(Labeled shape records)
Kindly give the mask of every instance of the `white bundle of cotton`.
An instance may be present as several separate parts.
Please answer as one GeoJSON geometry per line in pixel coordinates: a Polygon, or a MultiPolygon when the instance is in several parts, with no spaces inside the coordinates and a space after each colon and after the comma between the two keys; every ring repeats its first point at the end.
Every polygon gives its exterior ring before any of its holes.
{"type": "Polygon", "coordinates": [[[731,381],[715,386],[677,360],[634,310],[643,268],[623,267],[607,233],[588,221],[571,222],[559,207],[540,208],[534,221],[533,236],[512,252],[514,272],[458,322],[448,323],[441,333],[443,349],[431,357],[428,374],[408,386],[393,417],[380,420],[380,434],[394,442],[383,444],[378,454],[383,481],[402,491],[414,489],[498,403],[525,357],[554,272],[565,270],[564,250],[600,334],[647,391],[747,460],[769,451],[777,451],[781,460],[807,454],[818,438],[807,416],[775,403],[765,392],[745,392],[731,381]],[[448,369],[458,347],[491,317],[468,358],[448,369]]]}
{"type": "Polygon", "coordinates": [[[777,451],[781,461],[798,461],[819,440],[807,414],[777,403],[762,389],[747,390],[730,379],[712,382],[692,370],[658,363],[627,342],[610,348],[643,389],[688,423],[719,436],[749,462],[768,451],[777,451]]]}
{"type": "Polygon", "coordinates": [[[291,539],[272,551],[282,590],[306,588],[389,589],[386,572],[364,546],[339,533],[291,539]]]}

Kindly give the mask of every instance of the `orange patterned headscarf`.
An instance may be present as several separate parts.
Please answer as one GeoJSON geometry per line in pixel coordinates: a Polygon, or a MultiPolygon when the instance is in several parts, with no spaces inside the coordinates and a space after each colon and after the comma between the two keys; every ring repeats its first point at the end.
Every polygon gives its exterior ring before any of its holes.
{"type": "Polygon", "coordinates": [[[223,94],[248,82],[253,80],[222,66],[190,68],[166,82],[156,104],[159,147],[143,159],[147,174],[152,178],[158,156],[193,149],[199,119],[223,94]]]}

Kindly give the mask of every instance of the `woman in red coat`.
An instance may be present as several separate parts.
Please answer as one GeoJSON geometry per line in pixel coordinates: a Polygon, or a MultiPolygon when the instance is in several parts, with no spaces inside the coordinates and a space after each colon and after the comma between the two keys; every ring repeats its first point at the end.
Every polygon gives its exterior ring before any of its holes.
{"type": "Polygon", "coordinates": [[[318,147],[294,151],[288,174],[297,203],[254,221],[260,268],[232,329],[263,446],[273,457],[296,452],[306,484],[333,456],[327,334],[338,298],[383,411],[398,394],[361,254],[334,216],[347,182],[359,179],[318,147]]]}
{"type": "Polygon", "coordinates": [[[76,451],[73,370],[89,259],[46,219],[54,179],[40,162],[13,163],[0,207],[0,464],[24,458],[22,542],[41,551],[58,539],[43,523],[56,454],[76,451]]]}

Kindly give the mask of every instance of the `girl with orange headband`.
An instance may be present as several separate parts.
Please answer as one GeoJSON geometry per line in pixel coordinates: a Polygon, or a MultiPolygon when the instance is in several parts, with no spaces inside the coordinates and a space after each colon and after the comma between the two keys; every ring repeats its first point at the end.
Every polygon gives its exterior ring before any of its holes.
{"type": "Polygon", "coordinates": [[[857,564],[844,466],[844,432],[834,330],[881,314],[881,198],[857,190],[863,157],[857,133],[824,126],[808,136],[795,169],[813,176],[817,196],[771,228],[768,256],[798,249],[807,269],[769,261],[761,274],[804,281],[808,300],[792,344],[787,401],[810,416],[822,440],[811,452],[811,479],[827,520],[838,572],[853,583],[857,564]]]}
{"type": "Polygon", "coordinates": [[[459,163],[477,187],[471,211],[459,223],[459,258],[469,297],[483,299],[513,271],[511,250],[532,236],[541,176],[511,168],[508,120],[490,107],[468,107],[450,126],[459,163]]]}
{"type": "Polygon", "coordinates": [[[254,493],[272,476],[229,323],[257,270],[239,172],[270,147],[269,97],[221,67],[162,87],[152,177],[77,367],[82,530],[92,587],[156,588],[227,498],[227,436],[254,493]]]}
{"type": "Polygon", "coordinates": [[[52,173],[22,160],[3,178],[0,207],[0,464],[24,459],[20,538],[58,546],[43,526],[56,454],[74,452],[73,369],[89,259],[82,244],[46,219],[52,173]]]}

▸ TASK TO CARRY OUT
Find every line in the records that contains the word "orange", treating case as significant, and copy each of those lines.

▸ SOLUTION TO THIS TASK
Kindly give the mask of every instance of the `orange patterned headscarf`.
Kindly give the mask of every instance of the `girl with orange headband`.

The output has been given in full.